» **OBJECTIVE**:
Quote every line of the material below word for word.

» **THE RECORDS**:
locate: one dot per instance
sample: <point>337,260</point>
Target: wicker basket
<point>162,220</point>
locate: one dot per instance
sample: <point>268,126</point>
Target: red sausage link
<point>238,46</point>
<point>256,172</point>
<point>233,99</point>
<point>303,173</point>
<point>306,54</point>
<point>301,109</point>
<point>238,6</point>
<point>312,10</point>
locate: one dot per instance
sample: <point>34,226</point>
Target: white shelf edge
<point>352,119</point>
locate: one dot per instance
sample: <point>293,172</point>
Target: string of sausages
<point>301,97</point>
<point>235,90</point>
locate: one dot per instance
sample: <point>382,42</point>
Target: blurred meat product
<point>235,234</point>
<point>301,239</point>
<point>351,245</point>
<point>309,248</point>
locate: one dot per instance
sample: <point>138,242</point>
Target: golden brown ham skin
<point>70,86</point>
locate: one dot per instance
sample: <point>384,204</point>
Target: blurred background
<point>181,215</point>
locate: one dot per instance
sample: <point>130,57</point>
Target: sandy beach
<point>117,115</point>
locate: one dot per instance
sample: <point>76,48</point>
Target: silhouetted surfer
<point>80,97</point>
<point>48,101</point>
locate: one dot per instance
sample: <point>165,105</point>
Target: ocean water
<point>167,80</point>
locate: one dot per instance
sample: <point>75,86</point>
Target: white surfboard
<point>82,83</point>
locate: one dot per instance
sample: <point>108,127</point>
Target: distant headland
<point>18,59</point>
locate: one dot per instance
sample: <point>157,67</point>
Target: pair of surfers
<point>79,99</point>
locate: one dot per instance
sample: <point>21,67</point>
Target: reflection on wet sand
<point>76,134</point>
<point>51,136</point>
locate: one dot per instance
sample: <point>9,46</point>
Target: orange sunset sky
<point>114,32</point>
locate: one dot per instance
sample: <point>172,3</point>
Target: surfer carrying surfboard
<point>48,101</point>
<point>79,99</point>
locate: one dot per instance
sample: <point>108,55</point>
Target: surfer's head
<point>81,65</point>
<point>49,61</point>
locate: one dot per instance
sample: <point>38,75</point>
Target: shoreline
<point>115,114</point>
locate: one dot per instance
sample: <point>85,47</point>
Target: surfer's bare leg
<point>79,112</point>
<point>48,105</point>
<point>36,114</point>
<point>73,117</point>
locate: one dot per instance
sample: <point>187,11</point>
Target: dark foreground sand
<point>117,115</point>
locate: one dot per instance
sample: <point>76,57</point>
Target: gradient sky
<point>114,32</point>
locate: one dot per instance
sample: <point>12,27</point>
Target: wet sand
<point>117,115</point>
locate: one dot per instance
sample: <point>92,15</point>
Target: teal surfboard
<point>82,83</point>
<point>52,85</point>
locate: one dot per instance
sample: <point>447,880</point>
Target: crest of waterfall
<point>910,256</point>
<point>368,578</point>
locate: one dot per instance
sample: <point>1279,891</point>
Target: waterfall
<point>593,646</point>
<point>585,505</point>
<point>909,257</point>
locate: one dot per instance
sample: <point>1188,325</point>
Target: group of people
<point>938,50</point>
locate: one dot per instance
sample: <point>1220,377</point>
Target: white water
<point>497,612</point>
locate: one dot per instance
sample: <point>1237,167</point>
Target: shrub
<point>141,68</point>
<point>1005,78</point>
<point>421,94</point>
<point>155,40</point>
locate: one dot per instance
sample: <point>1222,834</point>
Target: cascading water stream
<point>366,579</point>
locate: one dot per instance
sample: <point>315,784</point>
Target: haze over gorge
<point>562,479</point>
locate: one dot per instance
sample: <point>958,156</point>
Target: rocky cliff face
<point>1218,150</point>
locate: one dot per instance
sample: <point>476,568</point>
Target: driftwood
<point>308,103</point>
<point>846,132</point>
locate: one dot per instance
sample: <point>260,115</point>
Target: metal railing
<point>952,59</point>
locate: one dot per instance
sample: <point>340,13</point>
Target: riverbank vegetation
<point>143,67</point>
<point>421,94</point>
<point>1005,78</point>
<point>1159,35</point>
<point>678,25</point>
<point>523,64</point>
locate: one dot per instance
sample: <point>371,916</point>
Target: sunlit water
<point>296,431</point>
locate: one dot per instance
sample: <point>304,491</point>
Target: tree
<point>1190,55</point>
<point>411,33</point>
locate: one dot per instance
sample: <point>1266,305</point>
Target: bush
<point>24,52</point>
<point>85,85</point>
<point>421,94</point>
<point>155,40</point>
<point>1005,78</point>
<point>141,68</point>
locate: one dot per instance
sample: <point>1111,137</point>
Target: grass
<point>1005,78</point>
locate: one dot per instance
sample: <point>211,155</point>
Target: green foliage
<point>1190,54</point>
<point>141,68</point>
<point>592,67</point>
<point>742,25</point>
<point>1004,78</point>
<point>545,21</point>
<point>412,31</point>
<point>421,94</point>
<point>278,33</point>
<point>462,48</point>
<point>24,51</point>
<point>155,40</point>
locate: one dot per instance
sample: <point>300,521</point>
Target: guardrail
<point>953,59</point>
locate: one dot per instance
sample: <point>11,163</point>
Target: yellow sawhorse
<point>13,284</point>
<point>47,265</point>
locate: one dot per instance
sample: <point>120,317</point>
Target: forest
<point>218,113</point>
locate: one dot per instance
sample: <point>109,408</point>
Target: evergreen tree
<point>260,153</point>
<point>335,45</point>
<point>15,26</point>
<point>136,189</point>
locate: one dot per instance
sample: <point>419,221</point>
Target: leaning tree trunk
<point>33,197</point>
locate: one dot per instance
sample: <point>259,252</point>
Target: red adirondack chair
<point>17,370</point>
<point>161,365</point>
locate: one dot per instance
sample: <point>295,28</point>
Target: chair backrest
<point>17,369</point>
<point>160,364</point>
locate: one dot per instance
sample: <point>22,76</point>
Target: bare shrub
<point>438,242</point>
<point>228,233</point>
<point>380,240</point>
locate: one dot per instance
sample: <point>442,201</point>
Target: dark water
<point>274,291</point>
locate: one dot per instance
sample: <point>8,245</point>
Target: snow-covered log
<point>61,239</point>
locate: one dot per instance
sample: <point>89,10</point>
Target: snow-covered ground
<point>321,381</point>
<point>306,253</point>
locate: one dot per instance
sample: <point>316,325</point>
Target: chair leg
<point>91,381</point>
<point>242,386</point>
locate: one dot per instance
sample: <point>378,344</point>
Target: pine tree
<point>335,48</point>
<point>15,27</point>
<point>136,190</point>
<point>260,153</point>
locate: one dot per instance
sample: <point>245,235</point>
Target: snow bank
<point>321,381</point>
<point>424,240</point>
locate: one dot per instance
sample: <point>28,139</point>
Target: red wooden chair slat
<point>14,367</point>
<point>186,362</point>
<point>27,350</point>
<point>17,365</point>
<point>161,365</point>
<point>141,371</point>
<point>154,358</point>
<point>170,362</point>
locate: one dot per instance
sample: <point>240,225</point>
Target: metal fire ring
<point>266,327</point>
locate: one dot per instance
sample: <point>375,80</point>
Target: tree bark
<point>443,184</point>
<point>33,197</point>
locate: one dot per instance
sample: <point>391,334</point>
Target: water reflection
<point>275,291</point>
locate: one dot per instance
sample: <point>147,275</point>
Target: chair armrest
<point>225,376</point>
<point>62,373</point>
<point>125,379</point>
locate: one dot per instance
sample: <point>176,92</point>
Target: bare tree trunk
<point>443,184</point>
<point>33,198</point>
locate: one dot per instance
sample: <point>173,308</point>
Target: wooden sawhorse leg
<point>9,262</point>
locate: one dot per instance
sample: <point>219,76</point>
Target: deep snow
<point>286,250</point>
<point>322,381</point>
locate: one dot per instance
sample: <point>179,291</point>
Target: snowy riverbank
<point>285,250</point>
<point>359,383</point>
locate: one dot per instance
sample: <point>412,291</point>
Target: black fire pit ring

» **FINAL RESULT**:
locate: one dot per instance
sample: <point>337,260</point>
Target: wicker basket
<point>162,220</point>
locate: one dot per instance
sample: <point>268,126</point>
Target: red sausage link
<point>238,46</point>
<point>256,172</point>
<point>233,99</point>
<point>303,173</point>
<point>306,54</point>
<point>301,109</point>
<point>238,6</point>
<point>312,10</point>
locate: one dot per instance
sample: <point>34,226</point>
Target: white shelf edge
<point>352,119</point>
locate: one dot per instance
sample: <point>293,172</point>
Target: string of sausages
<point>301,97</point>
<point>235,90</point>
locate: one dot per instance
sample: <point>382,42</point>
Target: blurred meat product
<point>235,234</point>
<point>301,239</point>
<point>351,245</point>
<point>309,248</point>
locate: one dot per instance
sample: <point>138,242</point>
Target: golden brown ham skin
<point>70,86</point>
locate: one dot per instance
sample: <point>384,204</point>
Target: blurred background
<point>181,215</point>
locate: one dot per instance
sample: <point>130,57</point>
Target: sandy beach
<point>117,115</point>
locate: one dot per instance
sample: <point>76,48</point>
Target: silhouetted surfer
<point>80,97</point>
<point>48,101</point>
locate: one dot per instance
sample: <point>165,105</point>
Target: ocean water
<point>167,80</point>
locate: one dot per instance
sample: <point>75,86</point>
Target: white surfboard
<point>82,83</point>
locate: one dot per instance
sample: <point>108,127</point>
Target: distant headland
<point>18,59</point>
locate: one dot per instance
sample: <point>157,67</point>
Target: pair of surfers
<point>79,99</point>
locate: one dot per instance
sample: <point>21,67</point>
Target: reflection on wet sand
<point>76,134</point>
<point>51,136</point>
locate: one dot per instance
sample: <point>9,46</point>
Target: orange sunset sky
<point>114,32</point>
locate: one dot per instance
sample: <point>172,3</point>
Target: surfer carrying surfboard
<point>48,101</point>
<point>79,99</point>
locate: one dot per instance
sample: <point>108,55</point>
Target: surfer's head
<point>81,65</point>
<point>49,61</point>
locate: one dot per instance
sample: <point>38,75</point>
Target: shoreline
<point>115,114</point>
locate: one dot per instance
sample: <point>85,47</point>
Target: surfer's bare leg
<point>79,112</point>
<point>48,105</point>
<point>36,114</point>
<point>73,117</point>
locate: one dot per instance
sample: <point>187,11</point>
Target: dark foreground sand
<point>117,115</point>
locate: one dot per instance
sample: <point>76,57</point>
Target: gradient sky
<point>114,32</point>
locate: one dot per instance
sample: <point>12,27</point>
Target: wet sand
<point>117,115</point>
locate: one dot per instance
sample: <point>92,15</point>
Target: teal surfboard
<point>82,83</point>
<point>52,85</point>
locate: one dot per instance
sample: <point>447,880</point>
Target: crest of waterfall
<point>910,256</point>
<point>368,578</point>
locate: one dot per instance
sample: <point>1279,891</point>
Target: waterfall
<point>593,646</point>
<point>585,505</point>
<point>909,257</point>
locate: one dot per instance
sample: <point>1188,325</point>
Target: group of people
<point>938,50</point>
locate: one dot per instance
sample: <point>1220,377</point>
Target: white water
<point>497,612</point>
locate: one dot per instance
sample: <point>1237,167</point>
Target: shrub
<point>141,68</point>
<point>1005,78</point>
<point>421,94</point>
<point>155,40</point>
locate: one dot per instance
sample: <point>1222,834</point>
Target: cascading water stream
<point>366,579</point>
locate: one dot per instance
sample: <point>315,784</point>
Target: haze over gorge
<point>562,479</point>
locate: one dot per instance
sample: <point>958,156</point>
Target: rocky cliff face
<point>1218,150</point>
locate: one dot per instance
sample: <point>476,568</point>
Target: driftwood
<point>308,103</point>
<point>846,132</point>
locate: one dot per instance
sample: <point>260,115</point>
Target: metal railing
<point>952,59</point>
locate: one dot per instance
sample: <point>340,13</point>
Target: riverbank vegetation
<point>143,67</point>
<point>421,94</point>
<point>1005,78</point>
<point>1159,35</point>
<point>678,25</point>
<point>523,64</point>
locate: one dot per instance
sample: <point>371,916</point>
Target: sunlit water
<point>296,431</point>
locate: one dot per instance
sample: <point>304,491</point>
Target: tree
<point>1190,55</point>
<point>411,33</point>
locate: one dot per instance
sample: <point>1266,305</point>
Target: bush
<point>24,52</point>
<point>85,85</point>
<point>421,94</point>
<point>155,40</point>
<point>1005,78</point>
<point>141,68</point>
locate: one dot per instance
sample: <point>1111,137</point>
Target: grass
<point>1005,78</point>
locate: one dot per instance
sample: <point>211,155</point>
Target: green foliage
<point>1190,54</point>
<point>141,68</point>
<point>592,67</point>
<point>742,25</point>
<point>1004,78</point>
<point>545,21</point>
<point>412,31</point>
<point>421,94</point>
<point>278,33</point>
<point>462,48</point>
<point>24,51</point>
<point>155,40</point>
locate: one dot per instance
sample: <point>300,521</point>
Target: guardrail
<point>953,59</point>
locate: one dot per instance
sample: <point>11,163</point>
Target: yellow sawhorse
<point>13,284</point>
<point>47,265</point>
locate: one dot per instance
sample: <point>120,317</point>
Target: forest
<point>218,113</point>
locate: one dot per instance
sample: <point>109,408</point>
Target: evergreen tree
<point>260,153</point>
<point>335,45</point>
<point>15,26</point>
<point>136,189</point>
locate: one dot per instance
sample: <point>419,221</point>
Target: leaning tree trunk
<point>33,197</point>
locate: one dot per instance
sample: <point>259,252</point>
Target: red adirondack chair
<point>17,370</point>
<point>161,365</point>
locate: one dot per instance
sample: <point>295,28</point>
Target: chair backrest
<point>17,369</point>
<point>160,364</point>
locate: one dot per instance
sample: <point>22,76</point>
Target: bare shrub
<point>438,242</point>
<point>228,233</point>
<point>380,240</point>
locate: one dot per instance
sample: <point>442,201</point>
Target: dark water
<point>274,291</point>
locate: one dot per instance
sample: <point>8,245</point>
Target: snow-covered log
<point>61,239</point>
locate: one dot per instance
sample: <point>89,10</point>
Target: snow-covered ground
<point>321,381</point>
<point>306,253</point>
locate: one dot per instance
sample: <point>316,325</point>
Target: chair leg
<point>91,381</point>
<point>242,386</point>
locate: one dot per instance
sample: <point>378,344</point>
Target: pine tree
<point>335,48</point>
<point>15,27</point>
<point>136,190</point>
<point>260,153</point>
locate: one dot per instance
sample: <point>245,235</point>
Target: snow bank
<point>321,381</point>
<point>424,240</point>
locate: one dot per instance
sample: <point>28,139</point>
Target: red wooden chair slat
<point>14,367</point>
<point>186,362</point>
<point>27,350</point>
<point>17,365</point>
<point>161,365</point>
<point>141,371</point>
<point>154,358</point>
<point>170,362</point>
locate: one dot per instance
sample: <point>240,225</point>
Target: metal fire ring
<point>266,327</point>
locate: one dot per instance
sample: <point>375,80</point>
Target: tree bark
<point>443,184</point>
<point>33,197</point>
locate: one dot per instance
sample: <point>391,334</point>
Target: water reflection
<point>275,291</point>
locate: one dot per instance
sample: <point>147,275</point>
Target: chair armrest
<point>225,376</point>
<point>62,373</point>
<point>125,379</point>
locate: one dot per instance
sample: <point>176,92</point>
Target: bare tree trunk
<point>443,184</point>
<point>33,198</point>
locate: one dot per instance
sample: <point>173,308</point>
Target: wooden sawhorse leg
<point>9,262</point>
locate: one dot per instance
sample: <point>219,76</point>
Target: deep snow
<point>286,250</point>
<point>322,381</point>
locate: one dot per instance
sample: <point>179,291</point>
Target: snowy riverbank
<point>285,250</point>
<point>359,383</point>
locate: one dot per instance
sample: <point>412,291</point>
Target: black fire pit ring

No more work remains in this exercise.